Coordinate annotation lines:
=======

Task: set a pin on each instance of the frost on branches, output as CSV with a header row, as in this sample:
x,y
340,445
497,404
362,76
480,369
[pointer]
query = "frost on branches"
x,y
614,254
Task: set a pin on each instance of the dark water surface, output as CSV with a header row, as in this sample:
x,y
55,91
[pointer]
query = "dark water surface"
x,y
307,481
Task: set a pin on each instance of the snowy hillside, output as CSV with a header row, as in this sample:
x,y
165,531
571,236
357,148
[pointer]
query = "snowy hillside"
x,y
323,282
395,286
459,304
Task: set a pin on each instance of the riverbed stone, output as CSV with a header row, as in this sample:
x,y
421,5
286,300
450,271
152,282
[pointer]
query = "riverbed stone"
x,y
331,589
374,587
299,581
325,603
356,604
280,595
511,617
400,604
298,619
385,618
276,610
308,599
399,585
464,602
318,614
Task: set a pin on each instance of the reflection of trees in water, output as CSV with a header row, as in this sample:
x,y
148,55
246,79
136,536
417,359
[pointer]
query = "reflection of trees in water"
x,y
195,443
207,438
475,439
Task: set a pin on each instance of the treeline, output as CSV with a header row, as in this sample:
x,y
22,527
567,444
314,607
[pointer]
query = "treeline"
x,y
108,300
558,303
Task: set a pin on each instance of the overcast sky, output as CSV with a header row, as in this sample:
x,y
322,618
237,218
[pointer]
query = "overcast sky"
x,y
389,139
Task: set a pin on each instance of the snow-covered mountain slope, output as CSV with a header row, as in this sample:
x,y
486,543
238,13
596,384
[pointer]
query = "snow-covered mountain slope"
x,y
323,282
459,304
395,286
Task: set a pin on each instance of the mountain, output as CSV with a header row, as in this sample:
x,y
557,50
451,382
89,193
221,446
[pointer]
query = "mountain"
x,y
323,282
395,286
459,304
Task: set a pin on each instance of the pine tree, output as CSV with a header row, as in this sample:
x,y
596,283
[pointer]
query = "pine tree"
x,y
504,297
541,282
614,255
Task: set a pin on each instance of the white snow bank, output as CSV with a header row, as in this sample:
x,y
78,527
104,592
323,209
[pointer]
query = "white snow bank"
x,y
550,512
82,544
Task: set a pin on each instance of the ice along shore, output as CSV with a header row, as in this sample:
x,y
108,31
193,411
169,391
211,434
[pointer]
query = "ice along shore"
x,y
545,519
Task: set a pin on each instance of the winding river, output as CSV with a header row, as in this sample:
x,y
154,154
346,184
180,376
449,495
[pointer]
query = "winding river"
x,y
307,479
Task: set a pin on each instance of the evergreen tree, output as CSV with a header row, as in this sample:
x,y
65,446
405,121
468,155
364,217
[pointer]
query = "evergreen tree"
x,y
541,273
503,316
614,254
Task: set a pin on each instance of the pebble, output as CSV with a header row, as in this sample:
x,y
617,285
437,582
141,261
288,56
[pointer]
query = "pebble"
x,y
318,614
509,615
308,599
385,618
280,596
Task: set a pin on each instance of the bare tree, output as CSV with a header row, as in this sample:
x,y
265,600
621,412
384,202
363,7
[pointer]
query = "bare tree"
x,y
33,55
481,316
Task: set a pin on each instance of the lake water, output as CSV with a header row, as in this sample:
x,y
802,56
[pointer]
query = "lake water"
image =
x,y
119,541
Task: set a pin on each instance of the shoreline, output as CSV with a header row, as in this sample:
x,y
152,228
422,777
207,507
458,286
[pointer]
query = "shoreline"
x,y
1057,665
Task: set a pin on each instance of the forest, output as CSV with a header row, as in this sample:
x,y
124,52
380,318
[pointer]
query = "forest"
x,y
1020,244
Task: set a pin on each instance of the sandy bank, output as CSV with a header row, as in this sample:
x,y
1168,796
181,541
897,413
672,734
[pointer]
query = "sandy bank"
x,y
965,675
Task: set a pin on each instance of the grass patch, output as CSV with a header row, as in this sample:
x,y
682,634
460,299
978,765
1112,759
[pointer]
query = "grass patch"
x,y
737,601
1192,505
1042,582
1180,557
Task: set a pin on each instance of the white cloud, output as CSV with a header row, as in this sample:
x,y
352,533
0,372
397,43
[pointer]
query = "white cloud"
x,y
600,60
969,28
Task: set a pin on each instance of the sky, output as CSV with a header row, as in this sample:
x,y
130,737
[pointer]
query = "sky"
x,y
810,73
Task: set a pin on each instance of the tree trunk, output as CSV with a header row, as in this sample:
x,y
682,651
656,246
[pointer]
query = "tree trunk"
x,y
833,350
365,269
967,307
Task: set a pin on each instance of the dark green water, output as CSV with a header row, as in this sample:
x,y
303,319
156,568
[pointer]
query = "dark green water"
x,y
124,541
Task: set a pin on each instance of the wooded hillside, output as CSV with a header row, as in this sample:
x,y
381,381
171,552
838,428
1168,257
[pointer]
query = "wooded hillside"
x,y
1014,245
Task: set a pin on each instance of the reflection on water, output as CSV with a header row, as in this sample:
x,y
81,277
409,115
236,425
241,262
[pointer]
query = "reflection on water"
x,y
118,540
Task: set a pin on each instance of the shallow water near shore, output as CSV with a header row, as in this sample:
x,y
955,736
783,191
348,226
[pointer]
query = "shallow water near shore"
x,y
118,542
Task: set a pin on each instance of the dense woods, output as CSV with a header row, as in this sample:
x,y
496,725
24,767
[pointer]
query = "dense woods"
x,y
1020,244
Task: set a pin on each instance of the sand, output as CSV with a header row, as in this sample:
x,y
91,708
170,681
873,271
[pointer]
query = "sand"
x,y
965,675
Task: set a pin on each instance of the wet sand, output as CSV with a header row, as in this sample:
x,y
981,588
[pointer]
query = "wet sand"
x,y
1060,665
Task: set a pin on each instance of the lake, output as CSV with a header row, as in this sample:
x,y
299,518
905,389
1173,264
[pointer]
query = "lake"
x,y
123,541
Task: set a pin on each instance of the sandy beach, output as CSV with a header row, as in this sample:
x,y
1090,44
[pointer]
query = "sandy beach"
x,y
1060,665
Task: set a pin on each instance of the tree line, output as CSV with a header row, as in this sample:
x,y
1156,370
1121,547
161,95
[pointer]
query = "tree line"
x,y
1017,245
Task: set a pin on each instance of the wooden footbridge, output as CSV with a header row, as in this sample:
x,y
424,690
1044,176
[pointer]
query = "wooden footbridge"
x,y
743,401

=======

▸ EXERCISE PROMPT
Transcribe verbatim the stretch of lines from the one containing "Task: set a pin on each instance of the sand, output" through the end of the records, both ends included.

▸ RESPONSE TO THIS TASK
Task: set a pin on each instance of the sand, output as CSV with a header row, as in this sample:
x,y
91,708
170,681
873,271
[pointer]
query = "sand"
x,y
965,675
Task: set a pin on each instance of the wet sand, output as CSV with a header row, as in this sample:
x,y
981,588
[pointer]
query = "wet sand"
x,y
1060,665
Task: set a pin on each instance of the lake, output as CSV with a header row, as in this sample:
x,y
299,518
905,389
1173,264
[pointer]
query = "lake"
x,y
123,541
Task: set a pin on each instance of the sandy beach, output as CSV with a header row, as in this sample:
x,y
1090,44
[pointer]
query = "sandy beach"
x,y
1060,665
Task: set a pin on each instance of the tree line, output as CSV with a header row, as in this sample:
x,y
1156,370
1121,547
161,95
[pointer]
query = "tree line"
x,y
1017,245
Task: set a pin on each instance of the wooden footbridge, output as CSV with a header row, as in this sample:
x,y
424,690
1044,176
[pointer]
query = "wooden footbridge"
x,y
743,401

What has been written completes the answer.